> [Task brief] Without the pictures, copy the entries below word for word.

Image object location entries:
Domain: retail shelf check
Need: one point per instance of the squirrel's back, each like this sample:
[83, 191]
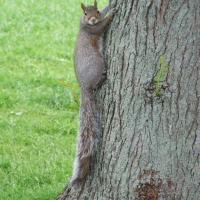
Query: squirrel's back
[89, 68]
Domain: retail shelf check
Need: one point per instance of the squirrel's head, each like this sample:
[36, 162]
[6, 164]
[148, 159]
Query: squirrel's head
[91, 13]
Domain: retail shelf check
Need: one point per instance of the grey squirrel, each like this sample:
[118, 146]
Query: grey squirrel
[90, 73]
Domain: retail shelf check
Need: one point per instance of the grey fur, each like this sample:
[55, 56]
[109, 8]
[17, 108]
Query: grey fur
[90, 71]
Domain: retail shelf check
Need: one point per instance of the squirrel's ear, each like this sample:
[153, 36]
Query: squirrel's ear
[95, 3]
[83, 6]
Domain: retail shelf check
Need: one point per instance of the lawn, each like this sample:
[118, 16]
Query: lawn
[38, 116]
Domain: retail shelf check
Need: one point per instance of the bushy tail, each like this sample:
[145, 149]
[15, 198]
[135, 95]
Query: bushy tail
[87, 137]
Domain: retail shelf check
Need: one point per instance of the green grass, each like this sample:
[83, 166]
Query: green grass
[38, 116]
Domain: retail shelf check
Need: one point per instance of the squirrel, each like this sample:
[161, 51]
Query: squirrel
[90, 73]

> [Answer to this problem]
Domain: retail shelf check
Need: one point per instance of the squirrel's back, each like this sample:
[83, 191]
Query: squirrel's back
[89, 68]
Domain: retail shelf check
Need: one point per instance of the squirrel's head, each like this sample:
[36, 162]
[6, 164]
[148, 159]
Query: squirrel's head
[91, 13]
Domain: retail shelf check
Need: one point per instance of the grey squirrel, each like this sample:
[118, 146]
Query: grey squirrel
[90, 73]
Domain: retail shelf check
Need: one point per instance of the grey fur, each like this sample:
[55, 56]
[109, 8]
[17, 108]
Query: grey fur
[90, 71]
Domain: retail shelf check
Need: one point per instance of the squirrel's ear, each like this sample:
[153, 36]
Query: squirrel's ear
[95, 3]
[83, 6]
Domain: retail shelf check
Need: one point per instance of the lawn, each like this sample:
[118, 16]
Query: lawn
[38, 116]
Domain: retail shelf check
Need: one point per instance of the bushy tail, each like this sample:
[145, 149]
[15, 198]
[135, 95]
Query: bushy tail
[87, 137]
Domain: retail shelf check
Need: one point per instance of the green grass, each like this sample:
[83, 166]
Query: green grass
[38, 116]
Domain: retail shelf check
Need: one point per instance of the squirrel, each like this sample:
[161, 51]
Query: squirrel
[90, 73]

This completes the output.